▸ **Document passage**

Normally I do not mention techniques here I cannot post with photos when I do not have pics of the suggestion...This time I will because I have done this well in the body of my trailer twice...I am currently doing it now again, it is working well with a few changes I have learned to incorporate since the original try in 1991.
I did not know FBRV then, computers being new and all...forget digital cameras!!! way too pricey, also F.R.P was a new material just coming up into its own right.
The first try...the concept. (1991) done in a Campster
Imagine sectioning the trailer ceiling into separate spaces using the top of the window frames as lines by elongating them, "think the top inside window box fur strip with its top straight horizontal piece going from the bulkhead wall to the front cow
l". The wood fir strip has an ell notched into its underside by cutting into the wood strip via a table saw prior to installing, at the backside facing up towards its window side is the notched edge, the other side is identical.
Now imagine putting silver bubble wrap insulation up against the exterior hull from inside, (then I used carpet foam) next cut textured F.R.P. (fiberglass reinforced panel) slightly larger than needed calculating the extra for the top curves in the ceiling, this curve extra measure added to the cut is needed
plus "sum" for the notch work in the fur strip
it helps lock the F.R.P. panel in place later, clicking into the extended wooden window fur strip now bordering the ceiling.
The "extra sum
" + the curve measure sum
" also puts the correct tension
into the panel when clicked into the ell cut into the backside of the wood window frames elongated bordering the ceiling. This causes the panel to arc squarely and smartly into the curved spaces at the top of the ceiling holding the removable panel there without any adhesive.
That was the prototype concept. How I handled the cowl or nose area was a different solution.
In the prototype trial run years ago (1991) I learned that heat can cause a slight sag in the F.R.P. panel when heated when a non reflective
insulation is used.
I live in the high desert, so this is a good testing ground for that issue.

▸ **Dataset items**
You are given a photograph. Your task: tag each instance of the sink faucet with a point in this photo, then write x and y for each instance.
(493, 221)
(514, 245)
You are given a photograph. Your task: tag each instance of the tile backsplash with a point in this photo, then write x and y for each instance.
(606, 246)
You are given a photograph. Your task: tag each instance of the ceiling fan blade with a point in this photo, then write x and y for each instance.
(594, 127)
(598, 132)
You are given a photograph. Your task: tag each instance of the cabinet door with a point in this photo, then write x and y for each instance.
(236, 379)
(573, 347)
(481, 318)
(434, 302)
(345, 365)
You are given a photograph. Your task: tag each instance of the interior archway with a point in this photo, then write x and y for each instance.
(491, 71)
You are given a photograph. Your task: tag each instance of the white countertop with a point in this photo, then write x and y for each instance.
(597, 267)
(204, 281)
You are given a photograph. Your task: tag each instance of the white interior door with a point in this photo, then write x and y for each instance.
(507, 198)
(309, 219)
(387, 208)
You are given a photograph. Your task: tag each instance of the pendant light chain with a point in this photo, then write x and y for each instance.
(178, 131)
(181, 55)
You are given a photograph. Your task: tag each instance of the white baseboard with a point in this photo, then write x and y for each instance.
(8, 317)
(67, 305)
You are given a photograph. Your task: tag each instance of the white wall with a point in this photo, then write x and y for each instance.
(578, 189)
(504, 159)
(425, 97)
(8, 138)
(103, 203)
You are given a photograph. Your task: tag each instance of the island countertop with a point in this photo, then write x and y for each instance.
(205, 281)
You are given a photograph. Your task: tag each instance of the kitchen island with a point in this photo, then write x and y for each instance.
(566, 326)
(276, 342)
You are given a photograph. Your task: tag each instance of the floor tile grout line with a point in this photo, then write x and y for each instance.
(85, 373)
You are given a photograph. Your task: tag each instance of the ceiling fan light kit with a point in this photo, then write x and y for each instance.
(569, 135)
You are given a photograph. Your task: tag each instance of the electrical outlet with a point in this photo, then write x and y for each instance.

▸ **To-do list**
1. Answer these from the trailer ceiling post:
(a) In what year was the first try made, and in what trailer?
(b) What did the writer put against the hull in the prototype in place of silver bubble wrap?
(c) In what kind of region does the writer live?
2. Pick up the post about paneling a trailer ceiling right after its last sentence and keep writing it.
You won't need the dataset items for any of this.

▸ **Exercise responses**
1.
(a) 1991, in a Campster.
(b) Carpet foam.
(c) The high desert.

2.
Now in this current remodel, I have built an oak center console against the ceiling from the front trailer cowl/nose to the pop-top hatch, it now trisects the roof space into thirds, solving any thermal sag issue once panels are in place because they are smaller panels.
In this second try I have a panel tensioned into place from the top window to the outside edge of the center console (reading lights
dvd player there now) the console continues with the insulation in place behind it dead center with the the other third F.R.P. panel as a repeat performance on the other side. My horizontal cuts are easy below the window also clicking into place with no sag issue ever, with bubble insulation behind everything.
Currently the Astro body is upside down and disassembled, I am closing holes and re-finishing the trailer in 2 part epoxy Perfection tm. as my Astro hull needs to be completely sanded because of sun damage or I would send pics now.
When in a week or two longer after I re-sanding the millionth time again, applying Perfection tm. re-finishing the section under the belly band I will flip it over reassembling the panels again inside the interior...I will photo it again, I just thought I would burst out this solution to my Astros thin skin issues because I have not really seen it done this way liking the results, so this is my 2 cents worth.
The pics I originally took died in the last P.C. fiasco never to be recovered again...I sent the drive in to a rescue recovery service but they could not rescue that part of it...Now I upload to internet storage my pics.
Hope I spit it out right to be visualized.
Happy Camping, Safe Trails.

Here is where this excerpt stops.